Point labeling examples:
------

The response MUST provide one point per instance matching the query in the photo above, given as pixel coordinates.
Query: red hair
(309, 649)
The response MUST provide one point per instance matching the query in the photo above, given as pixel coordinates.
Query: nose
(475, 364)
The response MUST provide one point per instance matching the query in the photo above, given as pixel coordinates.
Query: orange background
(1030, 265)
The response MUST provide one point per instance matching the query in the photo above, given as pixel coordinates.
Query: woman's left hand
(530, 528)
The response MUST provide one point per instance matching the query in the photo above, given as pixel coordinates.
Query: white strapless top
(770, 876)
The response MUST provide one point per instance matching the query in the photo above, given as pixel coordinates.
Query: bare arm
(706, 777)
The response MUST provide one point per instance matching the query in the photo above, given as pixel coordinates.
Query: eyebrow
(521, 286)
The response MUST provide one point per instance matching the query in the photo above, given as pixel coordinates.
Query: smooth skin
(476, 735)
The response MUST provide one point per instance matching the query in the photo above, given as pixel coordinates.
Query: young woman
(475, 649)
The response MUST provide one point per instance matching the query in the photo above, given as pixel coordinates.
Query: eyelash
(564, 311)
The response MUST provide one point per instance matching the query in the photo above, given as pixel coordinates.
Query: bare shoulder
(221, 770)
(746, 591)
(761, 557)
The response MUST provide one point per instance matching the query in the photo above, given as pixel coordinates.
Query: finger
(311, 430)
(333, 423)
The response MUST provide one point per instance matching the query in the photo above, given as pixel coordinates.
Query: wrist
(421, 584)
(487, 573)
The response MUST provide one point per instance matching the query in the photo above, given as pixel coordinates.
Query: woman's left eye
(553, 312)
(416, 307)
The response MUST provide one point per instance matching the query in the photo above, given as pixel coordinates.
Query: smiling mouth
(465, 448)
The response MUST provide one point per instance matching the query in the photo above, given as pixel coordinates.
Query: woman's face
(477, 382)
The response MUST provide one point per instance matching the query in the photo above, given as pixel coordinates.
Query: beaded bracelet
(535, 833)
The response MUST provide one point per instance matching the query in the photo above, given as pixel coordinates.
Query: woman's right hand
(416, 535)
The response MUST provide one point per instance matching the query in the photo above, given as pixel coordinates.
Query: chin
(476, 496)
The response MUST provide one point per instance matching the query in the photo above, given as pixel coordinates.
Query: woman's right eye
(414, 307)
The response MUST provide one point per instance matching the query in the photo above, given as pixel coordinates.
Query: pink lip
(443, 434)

------

Required task: Reproduce each record exactly as it appears.

Exercise output:
The response MUST provide one point per instance matching the query in the photo above, given as pixel coordinates.
Query: red hair
(309, 649)
The response MUST provide one point per instance matching the query in the photo above, given as pixel coordinates.
Query: nose
(475, 364)
The response MUST provide one point per instance matching the query in the photo above, given as pixel coordinates.
Query: orange background
(1030, 265)
The response MUST provide one point per instance matching the query in the photo above, given as pixel coordinates.
Query: woman's left hand
(530, 528)
The response MUST provide one point per instance matching the query in the photo above, given as pixel coordinates.
Query: white strapless top
(770, 876)
The response MUST provide one point per instance matching the query in the photo above, given as pixel coordinates.
Query: bare arm
(706, 777)
The response MUST provide one point per instance matching the query in the photo above, given as pixel coordinates.
Query: eyebrow
(521, 286)
The response MUST provide one point per instance matching the query in the photo above, given as pixel coordinates.
Query: smooth skin
(476, 735)
The response MUST provide one point per instance matching the query in the photo above, given as pixel coordinates.
Query: young woman
(475, 649)
The response MUST provide one point per instance matching the query in the photo above, given as pixel coordinates.
Query: eyelash
(564, 311)
The response MUST provide one point per instance matching the query in the photo above, given as pixel coordinates.
Query: bare shoulder
(221, 770)
(746, 591)
(761, 557)
The response MUST provide one point per instance matching the query in the photo above, given as pixel coordinates.
Query: finger
(311, 430)
(333, 423)
The response MUST provide one point per instance matching the query in the photo above, given as pixel coordinates.
Query: wrist
(421, 584)
(487, 573)
The response MUST provide one point per instance matching the query in the photo above, given as pixel coordinates.
Query: woman's left eye
(553, 312)
(416, 307)
The response MUST provide one point per instance matching the query in the photo above, given as pixel coordinates.
Query: smiling mouth
(465, 448)
The response MUST provide one point per instance matching the query in the photo above, given as pixel coordinates.
Query: woman's face
(477, 382)
The response MUST provide one point per instance matching the query in the photo above, given as pixel coordinates.
Query: beaded bracelet
(535, 833)
The response MUST provide one point per instance matching the query in the photo above, given as pixel coordinates.
Query: woman's right hand
(416, 535)
The response MUST provide one point per instance matching the query in the photo above, given as pixel coordinates.
Query: chin
(476, 496)
The response MUST provide one point per instance matching the query in the photo above, given as pixel coordinates.
Query: woman's right eye
(414, 307)
The response MUST provide one point per instance matching the query in the photo above, given as pixel coordinates.
Query: pink lip
(443, 434)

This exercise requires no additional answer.